EXERCISE OBJECTIVE →
Lay out the lines below as a numbered list, leaving out any blank lines.

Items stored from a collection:
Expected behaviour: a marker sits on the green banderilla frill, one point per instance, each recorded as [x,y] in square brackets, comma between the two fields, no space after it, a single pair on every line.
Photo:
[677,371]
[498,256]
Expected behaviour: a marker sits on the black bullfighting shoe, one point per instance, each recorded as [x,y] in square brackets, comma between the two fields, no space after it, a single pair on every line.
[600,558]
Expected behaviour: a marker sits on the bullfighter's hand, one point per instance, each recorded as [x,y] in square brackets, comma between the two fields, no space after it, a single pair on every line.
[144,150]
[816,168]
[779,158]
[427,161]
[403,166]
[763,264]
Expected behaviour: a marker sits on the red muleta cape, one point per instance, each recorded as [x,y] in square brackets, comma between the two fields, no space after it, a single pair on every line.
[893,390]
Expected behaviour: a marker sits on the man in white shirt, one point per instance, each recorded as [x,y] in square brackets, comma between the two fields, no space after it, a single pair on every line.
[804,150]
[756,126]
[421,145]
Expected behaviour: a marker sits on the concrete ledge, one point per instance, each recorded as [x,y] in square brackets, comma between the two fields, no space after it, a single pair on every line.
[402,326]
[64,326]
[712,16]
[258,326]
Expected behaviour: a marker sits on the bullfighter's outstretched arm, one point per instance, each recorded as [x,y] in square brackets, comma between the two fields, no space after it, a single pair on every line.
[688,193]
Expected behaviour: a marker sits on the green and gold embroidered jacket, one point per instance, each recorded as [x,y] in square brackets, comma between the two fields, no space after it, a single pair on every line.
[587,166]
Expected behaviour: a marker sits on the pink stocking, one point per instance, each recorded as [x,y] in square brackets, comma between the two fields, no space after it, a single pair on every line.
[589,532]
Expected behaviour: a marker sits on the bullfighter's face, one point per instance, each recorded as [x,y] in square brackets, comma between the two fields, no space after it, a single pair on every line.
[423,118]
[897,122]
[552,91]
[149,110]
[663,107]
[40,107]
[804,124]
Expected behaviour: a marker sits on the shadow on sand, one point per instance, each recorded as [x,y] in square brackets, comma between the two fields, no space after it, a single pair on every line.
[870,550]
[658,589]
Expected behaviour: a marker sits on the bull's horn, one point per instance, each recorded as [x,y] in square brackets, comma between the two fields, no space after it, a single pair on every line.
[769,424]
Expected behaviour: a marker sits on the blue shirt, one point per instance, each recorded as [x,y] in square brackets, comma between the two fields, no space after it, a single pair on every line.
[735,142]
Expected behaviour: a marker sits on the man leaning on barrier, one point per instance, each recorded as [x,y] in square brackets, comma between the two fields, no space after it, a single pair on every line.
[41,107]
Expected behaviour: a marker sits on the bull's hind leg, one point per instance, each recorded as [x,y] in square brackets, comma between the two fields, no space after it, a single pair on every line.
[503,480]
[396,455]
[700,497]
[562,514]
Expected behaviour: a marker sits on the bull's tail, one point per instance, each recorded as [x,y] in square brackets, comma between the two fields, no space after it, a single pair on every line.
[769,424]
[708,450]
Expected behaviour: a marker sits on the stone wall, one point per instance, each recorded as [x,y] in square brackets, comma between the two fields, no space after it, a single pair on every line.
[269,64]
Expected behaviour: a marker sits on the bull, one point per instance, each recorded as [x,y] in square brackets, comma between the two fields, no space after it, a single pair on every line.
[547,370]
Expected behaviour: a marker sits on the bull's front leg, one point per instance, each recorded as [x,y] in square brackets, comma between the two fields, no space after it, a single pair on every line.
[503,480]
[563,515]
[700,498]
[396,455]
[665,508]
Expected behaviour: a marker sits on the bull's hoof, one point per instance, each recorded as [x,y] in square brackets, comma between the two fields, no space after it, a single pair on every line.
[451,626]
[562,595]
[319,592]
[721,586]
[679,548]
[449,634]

PROBLEM SOLUTION →
1. Expected behaviour: a marker sits on the green banderilla frill, one point per instance, each recorded as [x,y] in square brackets, comma between the two fields, no space after it, a single pair on every line.
2. Photo:
3. [677,371]
4. [498,256]
5. Expected behaviour: a marker sits on the black bullfighting shoe, one point per instance, each recorded as [x,y] in square brackets, comma between the two fields, no space after it, a single pair on every line.
6. [600,558]
7. Expected behaviour: a marker sits on the bullfighter's hand, one point per instance, each recorded as [x,y] in square brackets, comma between the two fields, no space after it, a single pair on every line.
8. [144,150]
9. [816,168]
10. [779,158]
11. [427,161]
12. [403,166]
13. [763,264]
14. Expected behaviour: a marker sits on the red muleta cape, one point per instance, each recorded as [x,y] in square brackets, comma between the two fields, no space after it, a single pair on every line.
15. [893,390]
16. Expected behaviour: a marker sits on the man in white shirt, one point per instance, each recorded as [x,y] in square brackets, comma between the two fields, no space after it, a single pair on every line.
17. [804,150]
18. [756,126]
19. [421,145]
20. Expected behaviour: a marker sits on the concrete ledge, one point per instance, each recorded as [x,y] in square brackets, comma between the two fields, no space after it, a single pair on every line.
21. [402,326]
22. [64,326]
23. [712,16]
24. [258,326]
25. Expected behaviour: a marker sits on the bullfighter's outstretched arm, one point per instance, each recorded as [x,y] in square brackets, comma between the two fields, no space after it, a single pair on every line.
26. [688,193]
27. Expected behaviour: a marker sits on the green and gold embroidered jacket, one point per instance, each recorded as [x,y] in square brackets, comma between the two fields, no space after it, a single pair on every line.
28. [587,166]
29. Expected behaviour: a marker sits on the pink stocking, one point per instance, each recorded as [x,y] in square brackets, comma between the two fields, no space after it, a single pair on every line.
30. [589,532]
31. Expected behaviour: a marker sits on the bullfighter's face, one point per instance, each recorded as [x,y] in square brackets, comma between the two fields, no space after it, a single pair on every line.
32. [423,118]
33. [897,122]
34. [552,91]
35. [149,110]
36. [663,107]
37. [40,107]
38. [804,124]
39. Expected behaviour: a marker sits on the shadow on sand, one point per instance, each recorded as [x,y] in square brackets, comma between the two fields, no space after it, a single pair on every line.
40. [870,550]
41. [658,589]
42. Expected behaviour: a marker sits on the bull's horn, one point per instance, each recorded as [x,y] in square brackets, comma between the two fields, no space after it, a single pair on every line.
43. [769,424]
44. Expected behaviour: a marker sits on the blue shirt, one point per instance, each recorded as [x,y] in square brackets, comma between the two fields, no space after it, a single pair on every line.
45. [735,142]
46. Expected behaviour: a marker sits on the man leaning on barrier, one point per instance, each recorded as [x,y] in square brackets, comma between the two fields, no space after it, a single pair on every line.
47. [41,107]
48. Expected behaviour: a marker sits on the bull's hind leg, one point per instance, each recorded as [x,y] in square brackets, comma between the two fields, no space after it, a single pair on every line.
49. [503,480]
50. [396,455]
51. [700,497]
52. [562,514]
53. Expected behaviour: a marker sits on the bull's tail, one point per instance, each recorded as [x,y] in square brackets, comma between the two fields, no space after it, a single pair on every line.
54. [769,424]
55. [708,450]
56. Expected behaviour: a marker sits on the stone wall, one point per instance, each recorded as [x,y] in square brackets, comma between the two fields, no space after it, a single pair on every line.
57. [269,64]
58. Expected behaviour: a marker sits on the bull, one point per instance, each recorded as [x,y] in square brackets, comma between the two fields, no space after it, a single pair on every line.
59. [547,370]
60. Expected behaviour: a marker sits on the bull's front leg, one point per instance, each recorded as [x,y] in square brackets, comma between the two fields, no space after it, a single pair on every line.
61. [503,480]
62. [563,515]
63. [700,498]
64. [396,455]
65. [665,508]
66. Expected behaviour: a marker sits on the bull's hoof, one point per instance, each recorded as [x,y] in square brackets, comma between the two fields, no space after it, a single pair on every line.
67. [451,626]
68. [562,595]
69. [319,592]
70. [721,586]
71. [679,548]
72. [449,634]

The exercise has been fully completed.